WHAT THE TASK REQUIRES — Reproduce every record exactly as given.

━━━ RECORDS SHOWN ━━━

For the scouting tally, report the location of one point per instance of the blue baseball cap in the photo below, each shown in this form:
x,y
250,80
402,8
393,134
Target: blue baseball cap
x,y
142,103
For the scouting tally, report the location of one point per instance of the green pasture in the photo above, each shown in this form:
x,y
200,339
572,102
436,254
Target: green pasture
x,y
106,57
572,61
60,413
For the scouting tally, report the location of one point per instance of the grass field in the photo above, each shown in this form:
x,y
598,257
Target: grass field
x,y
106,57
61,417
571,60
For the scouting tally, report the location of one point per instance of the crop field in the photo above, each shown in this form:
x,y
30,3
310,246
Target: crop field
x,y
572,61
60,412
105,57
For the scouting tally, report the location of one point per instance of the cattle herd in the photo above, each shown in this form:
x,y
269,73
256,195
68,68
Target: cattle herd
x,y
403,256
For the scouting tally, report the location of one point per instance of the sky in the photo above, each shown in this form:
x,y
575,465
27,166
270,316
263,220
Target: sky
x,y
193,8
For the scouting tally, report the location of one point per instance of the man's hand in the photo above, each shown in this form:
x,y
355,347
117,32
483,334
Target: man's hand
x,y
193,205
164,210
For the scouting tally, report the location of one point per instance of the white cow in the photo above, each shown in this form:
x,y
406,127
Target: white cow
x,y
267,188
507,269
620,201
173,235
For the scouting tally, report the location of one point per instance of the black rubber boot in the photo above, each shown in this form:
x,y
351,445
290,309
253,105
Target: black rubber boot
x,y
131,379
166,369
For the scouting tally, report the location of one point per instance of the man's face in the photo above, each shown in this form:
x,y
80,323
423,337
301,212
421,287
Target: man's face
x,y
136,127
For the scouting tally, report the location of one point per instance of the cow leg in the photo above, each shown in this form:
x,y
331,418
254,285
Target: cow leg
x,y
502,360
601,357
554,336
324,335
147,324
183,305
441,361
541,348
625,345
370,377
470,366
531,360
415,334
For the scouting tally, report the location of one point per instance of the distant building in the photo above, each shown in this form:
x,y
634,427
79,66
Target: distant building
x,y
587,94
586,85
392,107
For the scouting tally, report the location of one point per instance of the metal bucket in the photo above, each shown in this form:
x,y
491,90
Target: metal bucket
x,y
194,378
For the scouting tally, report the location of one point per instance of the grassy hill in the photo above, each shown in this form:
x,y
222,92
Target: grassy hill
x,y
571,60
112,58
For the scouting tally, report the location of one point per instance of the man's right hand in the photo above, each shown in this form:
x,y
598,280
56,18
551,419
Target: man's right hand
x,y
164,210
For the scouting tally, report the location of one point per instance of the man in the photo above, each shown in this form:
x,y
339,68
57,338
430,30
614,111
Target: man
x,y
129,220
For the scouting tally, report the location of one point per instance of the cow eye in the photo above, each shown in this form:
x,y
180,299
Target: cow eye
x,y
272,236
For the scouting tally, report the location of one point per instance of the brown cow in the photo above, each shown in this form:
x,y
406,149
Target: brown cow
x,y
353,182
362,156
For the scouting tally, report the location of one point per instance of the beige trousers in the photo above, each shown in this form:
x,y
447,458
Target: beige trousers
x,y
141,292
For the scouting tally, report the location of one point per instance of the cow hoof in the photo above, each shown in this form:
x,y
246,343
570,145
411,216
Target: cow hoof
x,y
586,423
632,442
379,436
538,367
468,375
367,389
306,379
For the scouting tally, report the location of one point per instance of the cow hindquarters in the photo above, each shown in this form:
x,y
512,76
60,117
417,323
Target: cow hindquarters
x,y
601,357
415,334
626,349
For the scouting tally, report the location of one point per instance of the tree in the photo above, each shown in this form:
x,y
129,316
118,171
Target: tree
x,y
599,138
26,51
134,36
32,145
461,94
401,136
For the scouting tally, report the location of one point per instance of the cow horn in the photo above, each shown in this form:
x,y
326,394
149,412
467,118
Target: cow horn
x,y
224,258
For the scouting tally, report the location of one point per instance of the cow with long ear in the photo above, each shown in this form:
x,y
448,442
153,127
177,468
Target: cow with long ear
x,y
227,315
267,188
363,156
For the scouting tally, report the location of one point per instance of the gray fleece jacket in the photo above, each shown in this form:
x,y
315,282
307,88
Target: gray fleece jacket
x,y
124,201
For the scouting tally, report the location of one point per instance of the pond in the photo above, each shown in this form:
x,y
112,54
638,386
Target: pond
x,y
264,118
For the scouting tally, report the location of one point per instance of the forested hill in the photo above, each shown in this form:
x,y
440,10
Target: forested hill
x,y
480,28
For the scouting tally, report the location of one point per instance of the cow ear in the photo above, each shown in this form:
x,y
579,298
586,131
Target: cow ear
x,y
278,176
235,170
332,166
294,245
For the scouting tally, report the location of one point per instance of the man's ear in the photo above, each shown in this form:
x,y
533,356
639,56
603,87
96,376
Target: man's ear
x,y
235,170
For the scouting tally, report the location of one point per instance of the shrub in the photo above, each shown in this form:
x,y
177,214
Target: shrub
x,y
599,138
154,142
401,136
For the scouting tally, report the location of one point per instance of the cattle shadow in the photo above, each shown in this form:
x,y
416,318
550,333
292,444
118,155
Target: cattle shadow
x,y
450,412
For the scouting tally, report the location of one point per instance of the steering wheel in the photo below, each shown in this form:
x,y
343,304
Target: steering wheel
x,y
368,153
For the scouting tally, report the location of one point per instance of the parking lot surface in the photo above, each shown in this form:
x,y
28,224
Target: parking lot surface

━━━

WRITTEN SOLUTION —
For the scouting tally, report the location of one point per instance of the blue baseball cap in the photo below, each shown in this form:
x,y
250,80
402,8
393,134
Target: blue baseball cap
x,y
142,103
For the scouting tally, report the location of one point per instance of the green pasture in the photo above, each shown in this form:
x,y
200,339
572,102
436,254
Target: green pasture
x,y
106,57
572,61
60,413
For the scouting tally, report the location of one point per instance of the grass field in the photo above, each shown in this form:
x,y
598,257
Target: grass field
x,y
106,57
61,417
571,60
For the scouting tally, report the location of one point per instance of the crop field in the photo above, each shown in this form:
x,y
30,3
310,246
Target: crop field
x,y
572,61
60,412
105,57
For the scouting tally, report the location of one point per instance of the cattle herd in the photo above, each shown in this form:
x,y
269,73
256,195
68,68
Target: cattle herd
x,y
403,256
For the scouting tally, report the location of one point per instance of the sky in the photo above, each shown in this form:
x,y
575,465
27,166
270,316
263,220
Target: sky
x,y
193,8
For the scouting tally, report the location of one point per instance of the man's hand in the photo above, each shown in this form:
x,y
355,347
117,32
483,334
Target: man's hand
x,y
193,205
164,210
For the scouting tally, report the location of one point per instance of the white cow in the photo above, each shown in this form:
x,y
406,127
Target: white cow
x,y
267,188
507,269
620,201
173,235
For the scouting tally, report the location of one point per instance of the black rubber boot in the photo above, each shown in this form:
x,y
351,445
290,309
253,105
Target: black rubber boot
x,y
131,379
166,369
For the scouting tally, report the location of one point per instance of the man's face in the photo above, each shown in this form:
x,y
80,323
423,337
301,212
421,287
Target: man's face
x,y
136,127
For the scouting tally, report the location of one point per instance of the cow leg in the photo above, each shown in this form:
x,y
331,418
254,285
Target: cow leg
x,y
502,360
601,357
554,336
324,335
147,324
183,305
441,361
541,348
625,345
370,377
470,366
531,360
415,334
For the scouting tally, report the location of one point per instance of the distant building in the photo above, each shown in this form:
x,y
634,427
79,66
Target: distant building
x,y
587,94
586,85
392,107
For the scouting tally, report the location of one point per instance of the metal bucket in the photo above, each shown in this form:
x,y
491,90
Target: metal bucket
x,y
194,378
For the scouting tally, report the location of one point per instance of the grassy hill in the photo above, each shown in this form:
x,y
222,92
Target: grassy hill
x,y
571,60
112,58
For the scouting tally, report the location of one point per instance of the man's right hand in the photo above, each shown in this form:
x,y
598,280
56,18
551,419
Target: man's right hand
x,y
164,210
For the scouting tally, report the location of one point per instance of the man in the photo above, each shown in this form:
x,y
339,68
57,338
430,30
614,111
Target: man
x,y
129,220
For the scouting tally, report the location of one point per instance of the cow eye in the photo above, each shown in this form:
x,y
180,299
Target: cow eye
x,y
272,236
For the scouting tally, report the location of one point per instance of the brown cow in the photo above, each shown in this form:
x,y
406,149
Target: brown cow
x,y
353,182
362,156
For the scouting tally, report the location of one point per instance of the beige trousers in the photo above, each shown in this form:
x,y
447,458
Target: beige trousers
x,y
141,292
For the scouting tally, report the location of one point per instance of the cow hoof in the photo above, each shown in this form:
x,y
246,343
570,145
411,216
Target: cow hoof
x,y
586,423
632,442
379,436
538,367
468,375
367,389
306,379
For the scouting tally, report the location of one point per instance of the cow hindquarters in the photo above, each shown in this form:
x,y
512,76
60,117
417,323
Target: cow hindquarters
x,y
601,357
415,334
626,349
For the scouting tally, report the location of one point per instance of the tree in the photo above, each shown in this form:
x,y
129,316
118,171
Target: tree
x,y
599,138
26,51
134,36
32,145
461,94
401,136
For the scouting tally, report the location of one point per instance of the cow horn in the photo above, each shown in this form:
x,y
326,394
149,412
467,118
Target: cow horn
x,y
224,258
For the scouting tally, report the location of one point per instance of the cow with long ear in the photo above, each shown in this form:
x,y
448,442
153,127
177,468
Target: cow with long ear
x,y
227,315
267,188
363,156
For the scouting tally, report the location of one point per instance of the gray fleece jacket in the photo above, each shown in this form:
x,y
315,282
307,88
Target: gray fleece jacket
x,y
124,201
For the scouting tally, report the location of one point per instance of the pond in the photo above, each shown in this form:
x,y
112,54
638,386
Target: pond
x,y
264,118
For the scouting tally, report the location of one point per instance of the forested hill in the photo above, each shown in this form:
x,y
440,10
Target: forested hill
x,y
480,28
For the scouting tally, report the location of one point per instance of the cow ear in the photo above, each shown in this form:
x,y
579,298
586,131
Target: cow ear
x,y
278,176
235,170
332,166
294,245
For the scouting tally, report the location of one point per instance of the man's ear in the photo above, each shown in this form:
x,y
533,356
639,56
603,87
96,376
Target: man's ear
x,y
235,170
For the scouting tally, report the location of one point per instance of the shrub in the photo above, each shown in this form:
x,y
177,214
Target: shrub
x,y
599,138
154,142
401,136
For the scouting tally, report the location of one point per instance of the cattle shadow in the photo above, each shown in this form:
x,y
416,318
550,333
292,444
118,155
Target: cattle shadow
x,y
450,412
For the scouting tally, report the location of one point per instance of the steering wheel in the photo below, each shown in this form:
x,y
343,304
Target: steering wheel
x,y
368,153
For the scouting tally, report the location of one point per instance of the parking lot surface in the photo above, each shown in this form:
x,y
28,224
Target: parking lot surface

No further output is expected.